[start of RECORDS SUPPLIED]

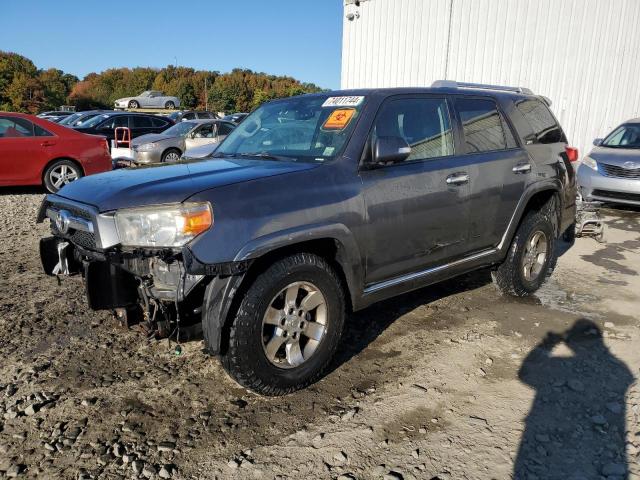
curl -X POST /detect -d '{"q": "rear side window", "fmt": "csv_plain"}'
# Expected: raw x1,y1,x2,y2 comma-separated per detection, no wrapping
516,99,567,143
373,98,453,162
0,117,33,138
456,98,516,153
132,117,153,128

[end of RECORDS SUPPLIED]
[start of RECORDS SUPPLIED]

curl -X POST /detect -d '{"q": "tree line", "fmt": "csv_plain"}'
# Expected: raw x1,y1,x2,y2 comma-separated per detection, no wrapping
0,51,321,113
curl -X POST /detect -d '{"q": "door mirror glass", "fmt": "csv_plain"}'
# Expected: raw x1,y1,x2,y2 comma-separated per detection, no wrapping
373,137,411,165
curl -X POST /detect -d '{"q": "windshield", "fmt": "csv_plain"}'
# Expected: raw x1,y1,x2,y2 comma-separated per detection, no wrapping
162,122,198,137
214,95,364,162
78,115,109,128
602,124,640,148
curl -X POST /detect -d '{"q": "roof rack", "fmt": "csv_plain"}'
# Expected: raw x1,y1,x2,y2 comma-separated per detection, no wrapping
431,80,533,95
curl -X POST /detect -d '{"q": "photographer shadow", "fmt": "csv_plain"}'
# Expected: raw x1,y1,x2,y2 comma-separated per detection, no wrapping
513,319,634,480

[end of RECORDS SUPPLIED]
[start of RECORDS SUPPLIED]

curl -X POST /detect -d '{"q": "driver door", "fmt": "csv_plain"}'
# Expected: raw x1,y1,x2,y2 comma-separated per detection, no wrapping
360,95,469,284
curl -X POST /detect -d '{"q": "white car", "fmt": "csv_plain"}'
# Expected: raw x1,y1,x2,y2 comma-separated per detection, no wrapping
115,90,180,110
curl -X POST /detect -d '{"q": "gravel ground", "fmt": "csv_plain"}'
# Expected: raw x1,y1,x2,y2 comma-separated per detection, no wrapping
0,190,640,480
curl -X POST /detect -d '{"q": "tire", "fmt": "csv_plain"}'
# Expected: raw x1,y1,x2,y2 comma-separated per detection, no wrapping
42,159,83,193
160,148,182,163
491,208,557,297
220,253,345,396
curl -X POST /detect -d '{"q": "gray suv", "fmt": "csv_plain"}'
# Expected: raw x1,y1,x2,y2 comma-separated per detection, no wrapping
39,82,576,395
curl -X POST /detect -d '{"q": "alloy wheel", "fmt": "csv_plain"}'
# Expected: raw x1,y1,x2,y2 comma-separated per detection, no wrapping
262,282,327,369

[end of RECORDS SUPPLIED]

> PROMPT
Gather each line of the material above that contains the string "door", and list those lines in their original order.

> RESULT OF THIS TASK
curl -X POST /detect -d '{"q": "door mirror glass", "fmt": "csv_plain"}'
curl -X POST /detect -d '{"q": "driver door", "fmt": "csv_plain"}'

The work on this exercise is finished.